Sentimentalement vôtre

Par Platinoch @Platinoch

Un grand merci à Éléphant Films pour m’avoir permis de découvrir et de chroniquer le blu-ray du film « Sentimentalement vôtre » de Carol Reed.

« L’amour pour moi c’est avant tout de savoir que l’être aimé existe. Et cela fait naitre l’immense désir de lui dire qu’on l’aime et qu’on l’admire »

Belinda est mariée depuis plusieurs années à Charles, un conseiller fiscal. La jeune femme ne goute que très peu aux sorties que lui propose son mari. Celui-ci la soupçonne d’entretenir une liaison extra-conjugale. Il engage un fantasque détective grec pour la prendre en filature et découvrir la vérité…

« Tu ne t’attendais quand même pas à ce que je te fasse la cour toute ta vie ! »

## LIGNES DE DONNÉES:
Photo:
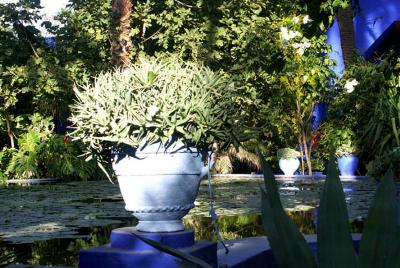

## ÉNONCÉ:
Pour chacune des affirmations suivantes, indiquez si elle concorde avec le document en répondant par oui ou par non, et citez mot pour mot le passage qui tranche. 1. Charles exerce le métier de conseiller fiscal. 2. Belinda apprécie beaucoup les sorties que lui propose son mari. 3. Charles fait suivre Belinda par un détective grec. La liste constitue un matériau distinct du document.

## SOLUTION RÉDIGÉE:
1. Oui : « Charles, un conseiller fiscal ».
2. Non : « La jeune femme ne goute que très peu aux sorties que lui propose son mari ».
3. Oui : « Il engage un fantasque détective grec pour la prendre en filature ».